AIM:
Format everything from the line containing "Expected content: green leaf." down to the line containing "518 329 638 422" in the data below as a numbered list, leaving out any blank lines. Include only those lines.

SUPPLIED MATERIAL:
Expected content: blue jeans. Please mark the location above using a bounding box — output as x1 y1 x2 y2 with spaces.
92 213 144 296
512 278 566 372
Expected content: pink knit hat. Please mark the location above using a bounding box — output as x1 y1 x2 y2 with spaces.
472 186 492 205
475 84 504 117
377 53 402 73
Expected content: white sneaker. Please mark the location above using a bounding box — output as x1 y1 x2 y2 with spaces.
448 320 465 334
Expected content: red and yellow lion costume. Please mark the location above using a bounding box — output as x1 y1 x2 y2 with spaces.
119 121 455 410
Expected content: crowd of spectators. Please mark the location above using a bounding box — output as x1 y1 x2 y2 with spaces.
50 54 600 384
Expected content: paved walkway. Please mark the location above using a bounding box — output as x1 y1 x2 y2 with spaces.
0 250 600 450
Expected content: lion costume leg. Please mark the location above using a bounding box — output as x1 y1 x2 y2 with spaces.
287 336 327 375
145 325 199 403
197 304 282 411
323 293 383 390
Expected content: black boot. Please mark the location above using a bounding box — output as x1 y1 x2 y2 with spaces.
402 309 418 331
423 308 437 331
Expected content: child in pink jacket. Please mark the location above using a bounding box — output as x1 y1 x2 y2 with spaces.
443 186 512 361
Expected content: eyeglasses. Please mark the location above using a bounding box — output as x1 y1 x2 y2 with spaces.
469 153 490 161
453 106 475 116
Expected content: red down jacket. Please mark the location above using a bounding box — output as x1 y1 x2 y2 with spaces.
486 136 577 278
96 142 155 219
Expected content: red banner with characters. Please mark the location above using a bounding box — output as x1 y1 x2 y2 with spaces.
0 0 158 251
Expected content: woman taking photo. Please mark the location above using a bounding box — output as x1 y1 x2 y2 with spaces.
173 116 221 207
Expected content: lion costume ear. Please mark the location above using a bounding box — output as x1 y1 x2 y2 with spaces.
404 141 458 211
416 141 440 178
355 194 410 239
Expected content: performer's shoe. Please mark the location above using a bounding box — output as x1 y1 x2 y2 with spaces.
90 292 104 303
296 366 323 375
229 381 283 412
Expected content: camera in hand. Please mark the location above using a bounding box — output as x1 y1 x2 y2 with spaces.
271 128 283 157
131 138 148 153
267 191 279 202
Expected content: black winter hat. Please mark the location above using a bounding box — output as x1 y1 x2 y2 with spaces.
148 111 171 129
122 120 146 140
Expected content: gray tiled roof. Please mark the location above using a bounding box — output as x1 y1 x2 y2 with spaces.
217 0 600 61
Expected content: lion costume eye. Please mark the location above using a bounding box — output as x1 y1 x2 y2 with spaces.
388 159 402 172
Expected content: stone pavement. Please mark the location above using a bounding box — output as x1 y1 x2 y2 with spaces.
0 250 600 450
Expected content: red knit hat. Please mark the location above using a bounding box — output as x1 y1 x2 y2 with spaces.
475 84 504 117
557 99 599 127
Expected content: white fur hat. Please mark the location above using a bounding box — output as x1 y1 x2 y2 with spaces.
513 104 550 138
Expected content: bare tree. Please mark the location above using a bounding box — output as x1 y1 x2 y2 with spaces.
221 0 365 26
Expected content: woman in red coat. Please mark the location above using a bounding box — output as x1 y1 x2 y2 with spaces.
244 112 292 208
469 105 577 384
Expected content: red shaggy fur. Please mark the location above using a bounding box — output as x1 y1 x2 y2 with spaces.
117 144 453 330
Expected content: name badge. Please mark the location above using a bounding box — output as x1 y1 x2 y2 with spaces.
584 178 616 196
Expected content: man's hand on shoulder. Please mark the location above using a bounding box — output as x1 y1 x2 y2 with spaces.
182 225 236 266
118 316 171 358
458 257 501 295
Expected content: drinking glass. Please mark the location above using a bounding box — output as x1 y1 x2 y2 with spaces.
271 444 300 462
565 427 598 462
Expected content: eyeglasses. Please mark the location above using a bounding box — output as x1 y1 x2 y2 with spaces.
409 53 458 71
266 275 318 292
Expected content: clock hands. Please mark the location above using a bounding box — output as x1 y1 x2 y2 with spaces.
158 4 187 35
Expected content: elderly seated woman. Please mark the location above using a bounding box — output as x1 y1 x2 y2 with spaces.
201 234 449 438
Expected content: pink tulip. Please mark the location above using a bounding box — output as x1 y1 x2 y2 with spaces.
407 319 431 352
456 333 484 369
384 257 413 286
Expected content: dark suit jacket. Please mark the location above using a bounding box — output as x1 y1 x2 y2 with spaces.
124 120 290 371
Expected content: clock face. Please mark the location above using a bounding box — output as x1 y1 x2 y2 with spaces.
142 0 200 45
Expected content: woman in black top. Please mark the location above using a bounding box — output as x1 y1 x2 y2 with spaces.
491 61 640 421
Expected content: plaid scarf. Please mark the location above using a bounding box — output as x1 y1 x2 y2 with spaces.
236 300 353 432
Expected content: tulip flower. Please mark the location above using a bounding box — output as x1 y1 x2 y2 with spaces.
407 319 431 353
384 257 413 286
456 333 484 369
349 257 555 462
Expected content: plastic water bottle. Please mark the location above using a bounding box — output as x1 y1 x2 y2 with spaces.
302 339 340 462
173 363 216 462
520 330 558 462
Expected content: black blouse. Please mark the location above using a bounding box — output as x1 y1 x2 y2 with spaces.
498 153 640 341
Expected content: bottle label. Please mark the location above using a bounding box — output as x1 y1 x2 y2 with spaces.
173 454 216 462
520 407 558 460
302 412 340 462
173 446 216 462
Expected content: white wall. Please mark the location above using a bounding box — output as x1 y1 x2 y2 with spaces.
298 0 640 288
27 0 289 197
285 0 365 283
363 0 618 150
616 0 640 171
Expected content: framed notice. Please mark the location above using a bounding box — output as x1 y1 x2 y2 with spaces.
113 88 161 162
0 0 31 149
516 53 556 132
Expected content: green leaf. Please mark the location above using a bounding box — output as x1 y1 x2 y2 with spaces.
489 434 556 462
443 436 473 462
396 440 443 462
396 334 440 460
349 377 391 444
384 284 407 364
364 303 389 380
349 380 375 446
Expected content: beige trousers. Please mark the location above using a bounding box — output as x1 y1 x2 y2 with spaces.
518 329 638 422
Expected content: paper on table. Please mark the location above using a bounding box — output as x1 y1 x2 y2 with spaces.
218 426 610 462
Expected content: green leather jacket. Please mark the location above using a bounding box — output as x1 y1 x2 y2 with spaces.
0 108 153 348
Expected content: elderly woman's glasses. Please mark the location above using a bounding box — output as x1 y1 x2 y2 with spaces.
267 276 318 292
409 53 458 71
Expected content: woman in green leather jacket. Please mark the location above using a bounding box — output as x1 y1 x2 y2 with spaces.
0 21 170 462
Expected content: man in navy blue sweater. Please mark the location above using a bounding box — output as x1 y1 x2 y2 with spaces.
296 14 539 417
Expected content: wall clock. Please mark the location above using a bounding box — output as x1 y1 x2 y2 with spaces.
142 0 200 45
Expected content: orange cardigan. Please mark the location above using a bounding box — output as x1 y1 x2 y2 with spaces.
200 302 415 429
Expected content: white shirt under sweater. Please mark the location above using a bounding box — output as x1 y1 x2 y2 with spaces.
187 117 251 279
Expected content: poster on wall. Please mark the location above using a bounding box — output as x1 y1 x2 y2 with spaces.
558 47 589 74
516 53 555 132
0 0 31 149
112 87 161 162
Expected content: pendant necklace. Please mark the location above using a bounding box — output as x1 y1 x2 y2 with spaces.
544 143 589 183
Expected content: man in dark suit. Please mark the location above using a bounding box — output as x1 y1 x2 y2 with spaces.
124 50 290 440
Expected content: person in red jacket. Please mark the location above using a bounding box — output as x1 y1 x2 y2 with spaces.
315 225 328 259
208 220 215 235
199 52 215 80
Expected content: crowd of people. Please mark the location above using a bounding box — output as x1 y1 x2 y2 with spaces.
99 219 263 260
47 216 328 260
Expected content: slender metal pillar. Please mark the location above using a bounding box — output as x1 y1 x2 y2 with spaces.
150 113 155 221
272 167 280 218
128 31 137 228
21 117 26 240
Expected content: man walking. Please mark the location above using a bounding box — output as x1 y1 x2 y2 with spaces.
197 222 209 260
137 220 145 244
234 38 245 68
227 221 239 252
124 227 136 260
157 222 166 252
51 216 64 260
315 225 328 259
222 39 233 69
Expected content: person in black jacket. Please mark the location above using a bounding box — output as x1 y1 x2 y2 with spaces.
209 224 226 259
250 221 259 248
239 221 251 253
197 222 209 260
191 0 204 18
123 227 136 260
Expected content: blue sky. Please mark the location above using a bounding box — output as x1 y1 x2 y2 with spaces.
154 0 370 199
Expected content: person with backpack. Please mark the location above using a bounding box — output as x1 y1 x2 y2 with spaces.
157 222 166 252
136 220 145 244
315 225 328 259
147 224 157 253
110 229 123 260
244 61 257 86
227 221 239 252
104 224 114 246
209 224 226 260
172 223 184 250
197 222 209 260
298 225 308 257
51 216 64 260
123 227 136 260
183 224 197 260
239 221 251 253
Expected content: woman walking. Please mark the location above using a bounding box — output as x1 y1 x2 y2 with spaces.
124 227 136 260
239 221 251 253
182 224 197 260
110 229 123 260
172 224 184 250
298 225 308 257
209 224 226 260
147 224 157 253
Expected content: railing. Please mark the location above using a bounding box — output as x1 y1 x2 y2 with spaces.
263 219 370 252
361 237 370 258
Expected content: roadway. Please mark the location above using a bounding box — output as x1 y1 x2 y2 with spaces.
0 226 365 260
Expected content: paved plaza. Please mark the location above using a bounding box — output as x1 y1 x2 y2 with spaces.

RESPONSE TO THE EXERCISE:
1. Expected content: green leaf. Please mark the location above using a bounding box — output as x1 y1 x2 y2 with spaces.
2. 489 434 556 462
3. 443 436 473 462
4. 396 440 443 462
5. 396 334 440 460
6. 349 377 391 444
7. 384 284 407 364
8. 364 303 389 380
9. 349 380 375 446
10. Expected content: beige trousers. Please mark the location above using a bounding box — output as x1 y1 x2 y2 with spaces.
11. 518 329 638 422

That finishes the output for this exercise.